What this task involves> Transcribe the passage of the caregiving text between "Maybe your partner" and "can move on.", inclusive.
═══ Extracted text
Maybe your partner is slowly submitting to dementia and you feel as though you’re losing the person you love, or perhaps you’re mourning the future you’d imagined for your child. Don’t feel guilty for grieving over these things. It may take time to accept the situation, but it’s important to come to terms with the reality so you can move on.

 

  1. Find out what you’re entitled to receive

It’s essential to find out what help you’re entitled to receive, so that you and your loved one have the best quality of life. Investigate what your insurance offers, learn benefits you may be entitled too, and discover the best ways to get specialist equipment or house adaptations carried out.

 

  1. Care for yourself first

This may seem like the ultimate in betrayal, but if your mental or physical health breaks down then your loved one may need to go into residential care. Living a fulfilled life yourself will improve your own mental health and help you be more positive when facing the difficulties involved in caring.

 

  1. Decide what you need in order to be fulfilled

As a caregiver, you’ll need to be practical and plan ahead to carve out some ‘me’ time. Make a list of things you’d like to do every day, every month, and perhaps a couple of bigger things (like a holiday) every year. Then think about exactly what must happen to allow you to achieve them. Be inventive and think outside the box—you never know what you can achieve until you try.
══════
═══ Material supplied
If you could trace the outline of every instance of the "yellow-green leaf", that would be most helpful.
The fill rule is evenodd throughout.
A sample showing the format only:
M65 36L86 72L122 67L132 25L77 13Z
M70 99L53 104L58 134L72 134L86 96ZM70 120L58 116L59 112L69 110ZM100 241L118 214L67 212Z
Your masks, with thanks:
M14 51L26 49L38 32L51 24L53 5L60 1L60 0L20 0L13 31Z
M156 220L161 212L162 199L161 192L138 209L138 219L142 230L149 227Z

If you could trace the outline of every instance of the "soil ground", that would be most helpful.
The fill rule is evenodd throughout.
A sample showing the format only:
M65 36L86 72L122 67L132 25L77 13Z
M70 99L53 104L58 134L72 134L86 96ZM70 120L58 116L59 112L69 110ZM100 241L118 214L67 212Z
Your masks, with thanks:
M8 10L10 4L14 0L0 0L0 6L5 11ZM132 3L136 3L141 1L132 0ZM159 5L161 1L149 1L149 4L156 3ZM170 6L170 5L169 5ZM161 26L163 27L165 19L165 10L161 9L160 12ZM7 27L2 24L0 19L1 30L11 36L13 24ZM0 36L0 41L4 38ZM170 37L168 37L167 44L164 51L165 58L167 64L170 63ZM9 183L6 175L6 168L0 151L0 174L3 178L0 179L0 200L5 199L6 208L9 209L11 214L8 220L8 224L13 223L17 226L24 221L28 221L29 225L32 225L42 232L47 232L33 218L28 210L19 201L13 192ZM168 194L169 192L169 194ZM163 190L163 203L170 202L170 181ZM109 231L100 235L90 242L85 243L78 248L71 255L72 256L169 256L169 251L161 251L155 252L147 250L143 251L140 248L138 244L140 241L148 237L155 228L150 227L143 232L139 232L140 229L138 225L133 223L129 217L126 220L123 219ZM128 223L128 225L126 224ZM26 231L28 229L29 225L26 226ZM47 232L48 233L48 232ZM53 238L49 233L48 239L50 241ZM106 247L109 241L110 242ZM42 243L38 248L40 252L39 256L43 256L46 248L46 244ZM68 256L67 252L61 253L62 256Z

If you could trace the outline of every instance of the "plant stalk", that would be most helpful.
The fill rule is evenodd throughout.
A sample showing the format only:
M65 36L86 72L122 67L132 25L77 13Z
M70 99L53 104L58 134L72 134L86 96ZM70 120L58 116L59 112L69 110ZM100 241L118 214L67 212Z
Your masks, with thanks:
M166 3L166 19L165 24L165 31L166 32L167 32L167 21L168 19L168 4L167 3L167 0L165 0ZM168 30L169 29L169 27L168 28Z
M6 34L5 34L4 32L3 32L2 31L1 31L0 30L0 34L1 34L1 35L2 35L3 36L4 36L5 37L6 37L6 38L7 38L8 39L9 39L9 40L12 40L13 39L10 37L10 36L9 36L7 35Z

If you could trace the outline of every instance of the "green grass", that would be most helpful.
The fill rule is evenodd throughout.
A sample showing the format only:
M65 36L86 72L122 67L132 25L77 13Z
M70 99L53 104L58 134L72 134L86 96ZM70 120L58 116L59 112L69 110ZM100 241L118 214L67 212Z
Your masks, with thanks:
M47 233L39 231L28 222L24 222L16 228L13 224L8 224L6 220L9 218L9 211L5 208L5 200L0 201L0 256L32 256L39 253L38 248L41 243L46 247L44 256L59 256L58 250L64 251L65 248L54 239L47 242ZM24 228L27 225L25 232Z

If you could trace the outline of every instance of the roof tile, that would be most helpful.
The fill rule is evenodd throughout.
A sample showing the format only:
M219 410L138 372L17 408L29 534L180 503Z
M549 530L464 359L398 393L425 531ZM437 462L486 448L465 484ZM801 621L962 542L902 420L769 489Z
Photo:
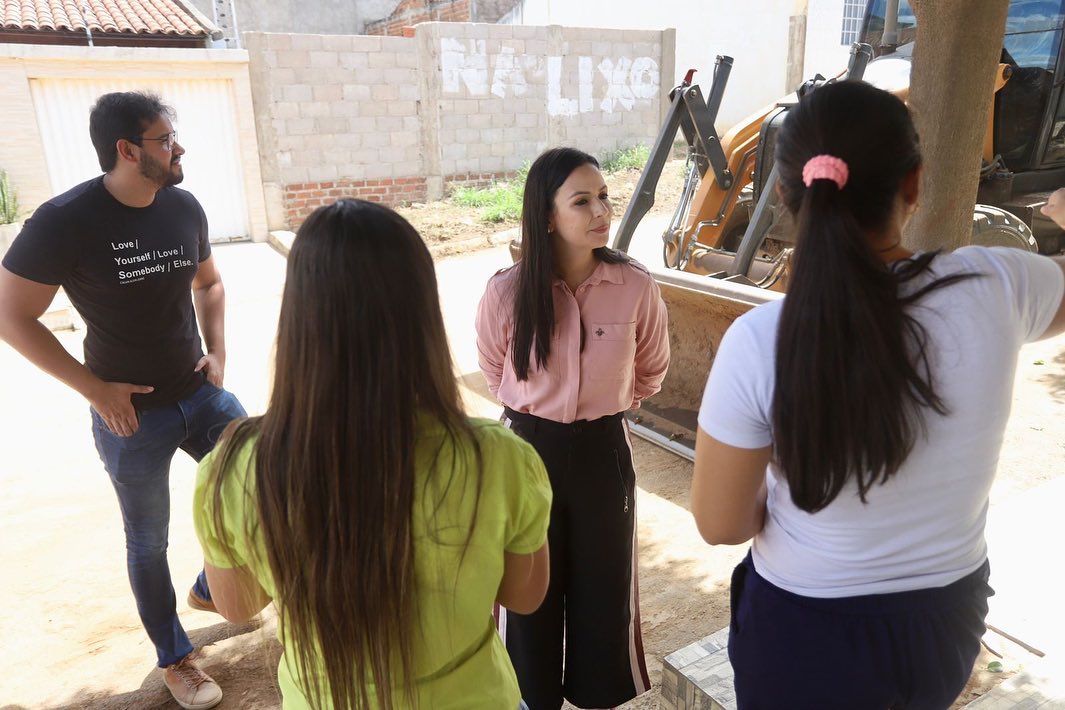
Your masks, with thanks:
M0 28L204 36L207 28L174 0L0 0Z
══════
Problem solution>
Maybe your partner is slowly submitting to dementia and you feel as though you’re losing the person you love, or perhaps you’re mourning the future you’d imagined for your child. Don’t feel guilty for grieving over these things. It may take time to accept the situation, but it’s important to come to terms with the reality so you can move on.